DOCUMENT EXCERPT:

Rareified Air And Liberal Derrieres

Funny what the average citizen will become agitated about isn’t it? You never know what will bring down the wrath of hell on a politician, or group of politicians, on any given day.

 

It wasn’t that log ago the NH Democrat party barebacked to office the “phone-jamming” incident where for once the Republicans pulled a political prank on the true dirty trick experts. It was a bonanza for the Saul Alinsky crowd of unlikely victims.

 

Now we have the Democrat Party in full control of just about any worthwhile seat in any NH state office with the Democrat leadership picking the most far left San Francisco style legislation for the hapless Dems to obey and vote for - had to happen always does – it’s the mark of this particular beast.

 

And of all the nonsensical bills and oppressive taxes passing in the State House what gets the most dander flying – the $80,000.00 bathroom on the third floor of the State House, the one up where special female backsides rest between urinations on the NH Constitution and traditional values.

EXERCISE DESCRIPTION:
Carry the opinion piece about New Hampshire Democrats and the State House bathroom forward from its last sentence, writing the next few paragraphs. The rows that come next are a separate set of material, unrelated to the opinion piece.

Excerpts from a location annotation dataset:
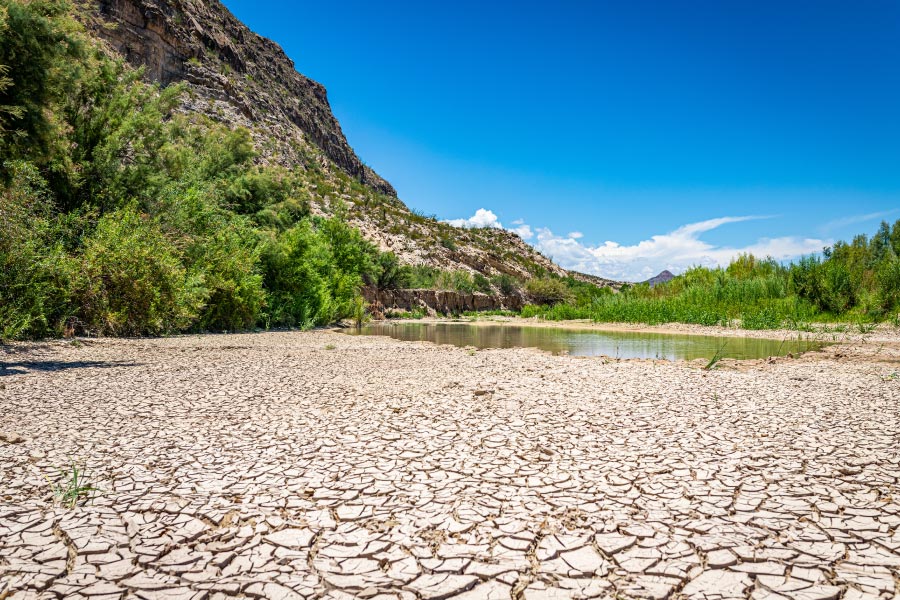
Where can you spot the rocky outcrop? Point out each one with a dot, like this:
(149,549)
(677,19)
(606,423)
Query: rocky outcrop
(441,301)
(661,278)
(236,77)
(204,45)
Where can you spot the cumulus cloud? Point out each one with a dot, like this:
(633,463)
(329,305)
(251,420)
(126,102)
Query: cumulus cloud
(675,251)
(481,218)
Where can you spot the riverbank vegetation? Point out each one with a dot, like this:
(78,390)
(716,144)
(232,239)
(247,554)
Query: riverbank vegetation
(856,282)
(120,215)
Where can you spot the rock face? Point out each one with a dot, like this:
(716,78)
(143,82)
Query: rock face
(236,77)
(203,44)
(441,301)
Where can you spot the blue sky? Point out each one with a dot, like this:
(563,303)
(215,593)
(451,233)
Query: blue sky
(624,122)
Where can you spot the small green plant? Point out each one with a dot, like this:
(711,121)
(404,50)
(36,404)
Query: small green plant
(720,352)
(865,327)
(73,486)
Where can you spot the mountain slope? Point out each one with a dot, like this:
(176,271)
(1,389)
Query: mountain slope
(237,77)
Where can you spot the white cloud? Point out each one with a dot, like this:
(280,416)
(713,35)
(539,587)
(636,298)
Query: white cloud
(481,218)
(675,251)
(524,231)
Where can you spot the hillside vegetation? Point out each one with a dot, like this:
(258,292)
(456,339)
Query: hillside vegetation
(856,282)
(120,216)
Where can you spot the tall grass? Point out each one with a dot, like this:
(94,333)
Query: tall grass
(755,294)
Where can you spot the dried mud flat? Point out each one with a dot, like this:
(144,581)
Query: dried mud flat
(298,465)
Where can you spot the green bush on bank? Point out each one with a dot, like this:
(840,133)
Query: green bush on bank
(857,282)
(120,217)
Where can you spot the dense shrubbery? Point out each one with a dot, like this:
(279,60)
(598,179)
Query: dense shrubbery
(857,282)
(118,216)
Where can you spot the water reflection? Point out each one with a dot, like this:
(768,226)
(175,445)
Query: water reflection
(621,344)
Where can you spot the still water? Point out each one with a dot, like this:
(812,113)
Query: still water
(621,344)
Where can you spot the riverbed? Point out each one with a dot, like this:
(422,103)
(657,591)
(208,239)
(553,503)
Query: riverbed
(318,464)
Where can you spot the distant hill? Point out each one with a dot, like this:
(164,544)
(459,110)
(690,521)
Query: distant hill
(239,78)
(661,278)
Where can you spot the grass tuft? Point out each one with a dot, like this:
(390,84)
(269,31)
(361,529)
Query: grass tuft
(73,486)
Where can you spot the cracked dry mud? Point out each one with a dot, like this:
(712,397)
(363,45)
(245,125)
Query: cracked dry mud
(299,465)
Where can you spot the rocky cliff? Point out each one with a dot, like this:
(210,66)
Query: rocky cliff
(237,77)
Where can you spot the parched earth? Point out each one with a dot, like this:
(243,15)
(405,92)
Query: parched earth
(300,465)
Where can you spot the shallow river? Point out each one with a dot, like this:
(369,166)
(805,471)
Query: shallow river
(620,344)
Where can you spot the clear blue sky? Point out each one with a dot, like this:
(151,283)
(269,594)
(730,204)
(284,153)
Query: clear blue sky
(619,120)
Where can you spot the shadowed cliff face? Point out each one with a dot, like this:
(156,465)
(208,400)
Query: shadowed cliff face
(239,78)
(242,77)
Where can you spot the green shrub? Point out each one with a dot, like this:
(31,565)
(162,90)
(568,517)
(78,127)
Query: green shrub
(35,270)
(547,291)
(131,280)
(506,284)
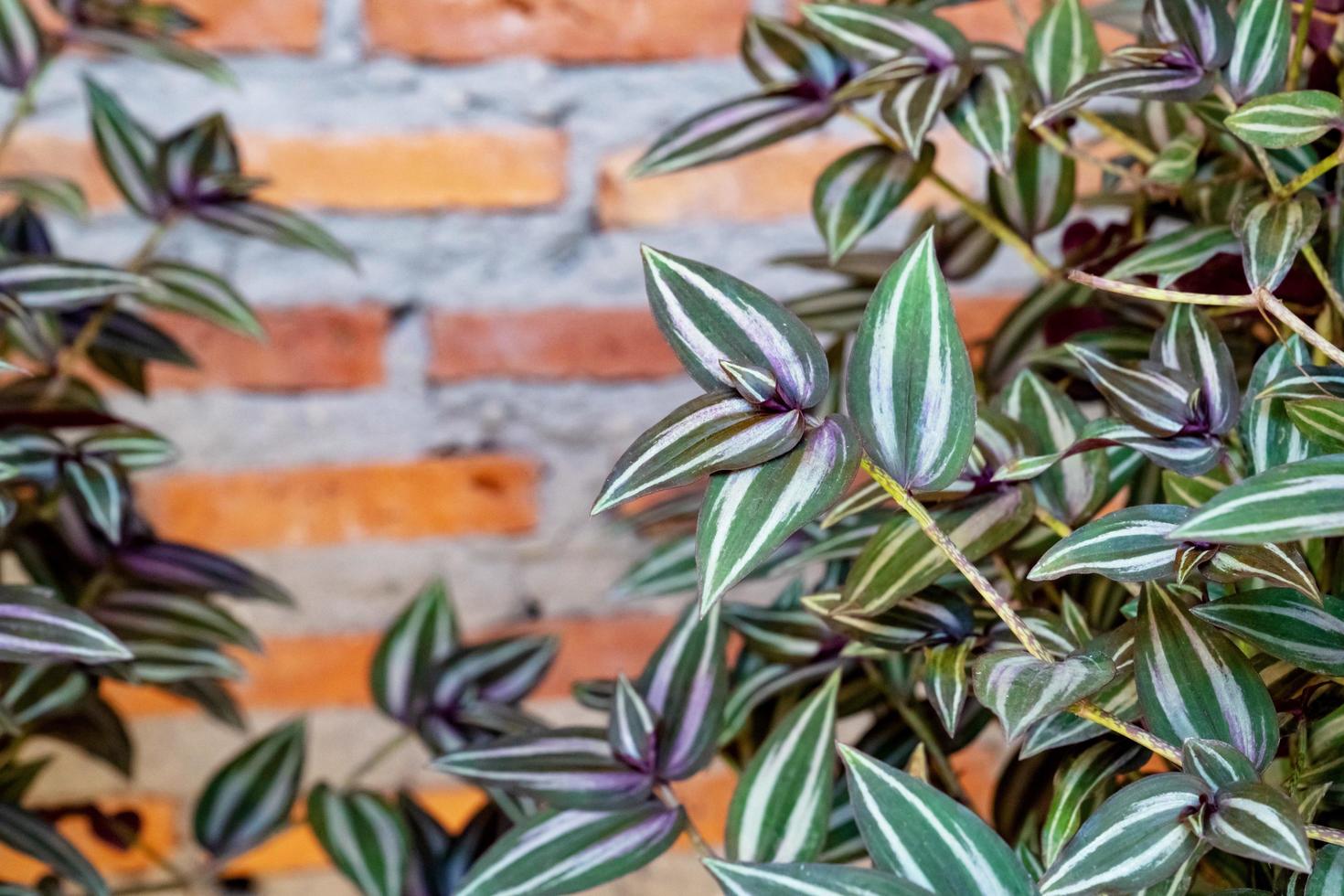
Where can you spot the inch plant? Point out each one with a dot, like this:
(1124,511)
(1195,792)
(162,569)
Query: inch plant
(1117,538)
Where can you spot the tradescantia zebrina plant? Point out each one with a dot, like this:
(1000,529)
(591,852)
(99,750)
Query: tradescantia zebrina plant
(1117,538)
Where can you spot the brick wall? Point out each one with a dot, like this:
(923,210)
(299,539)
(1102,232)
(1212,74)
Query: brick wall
(454,404)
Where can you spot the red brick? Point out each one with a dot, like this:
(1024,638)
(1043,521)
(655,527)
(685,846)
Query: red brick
(560,30)
(485,495)
(305,348)
(549,344)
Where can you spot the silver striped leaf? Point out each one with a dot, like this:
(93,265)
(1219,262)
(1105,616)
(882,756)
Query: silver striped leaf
(251,795)
(1138,837)
(1126,546)
(946,681)
(1284,624)
(1258,822)
(1287,120)
(1062,48)
(565,769)
(910,389)
(363,837)
(1272,232)
(1300,500)
(572,850)
(1074,488)
(926,837)
(784,795)
(1217,763)
(709,316)
(749,513)
(732,129)
(858,191)
(740,879)
(1194,683)
(1260,51)
(1021,689)
(413,647)
(709,434)
(1078,784)
(35,626)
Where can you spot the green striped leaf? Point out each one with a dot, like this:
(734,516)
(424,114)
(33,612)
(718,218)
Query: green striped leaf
(1298,500)
(571,850)
(1021,689)
(1321,421)
(35,626)
(910,389)
(731,129)
(1258,822)
(1078,784)
(1137,838)
(858,191)
(709,317)
(363,837)
(1194,683)
(784,795)
(1062,48)
(900,560)
(1074,488)
(926,837)
(1285,624)
(1286,120)
(709,434)
(1260,53)
(946,681)
(1126,546)
(1266,429)
(1217,763)
(738,879)
(684,686)
(749,513)
(251,797)
(31,836)
(408,657)
(1272,232)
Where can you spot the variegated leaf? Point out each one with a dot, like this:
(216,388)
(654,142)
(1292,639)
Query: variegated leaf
(709,317)
(1260,822)
(858,191)
(1284,624)
(1272,232)
(1286,120)
(784,795)
(1021,689)
(1260,51)
(1194,683)
(926,837)
(1126,546)
(1137,838)
(749,513)
(1298,500)
(1062,48)
(910,389)
(572,850)
(731,129)
(709,434)
(363,837)
(251,797)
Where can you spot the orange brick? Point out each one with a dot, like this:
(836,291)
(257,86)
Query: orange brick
(342,504)
(557,343)
(251,26)
(306,348)
(157,818)
(508,168)
(560,30)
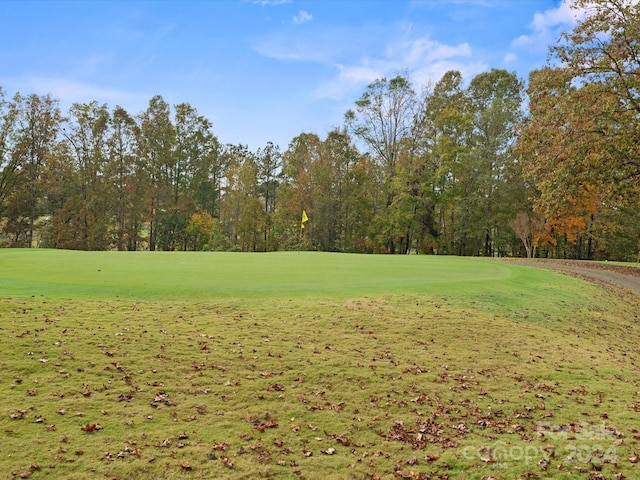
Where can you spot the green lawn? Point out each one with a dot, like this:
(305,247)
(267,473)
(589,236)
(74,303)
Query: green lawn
(312,365)
(202,276)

RESULT:
 

I remember when Governor Benson vetoed that historic first budget presented him. I was just behind him with about twenty other supporters. Governor Benson – the governor who left this pathetic wimp a SURPLUS which has turned into a $500 million dollar Democrat deficit, had made up a dollar bill sized VETO stamp and with one great swipe marked VETO on HB1.

 

What would happen now I thought – then it happened. Norma Love, ace AP Wire Service reporter and liberal Democrat party sycophant asked the first question:

 

“Governor Benson, could you tell us about the $200,000.00 renovation to the bathroom in your office?”

 

We were all surprised by this question and there was a slight pause before Governor (a real Governor) Benson replied:

 

“All I did was reinstall a commode that was taken out of a small closet years ago, it cost about $200 dollars - and I paid for it myself.”

 

Ace reporter Norma Love looked as though she had just been given an ice water enema.

 

Kurt Wulper, who was standing next to me, signaled with a sharp elbow and we started clapping and cheering, loud enough and long enough, poor Norma couldn’t ask another loaded question. Governor Benson took us into his office and showed us the “bathroom” which was so small the toilet had to be installed sideways.

 

So if Norma’s bad potty tip had panned out to be true Benson would have paid dearly for wasting taxpayer money. That was the plan.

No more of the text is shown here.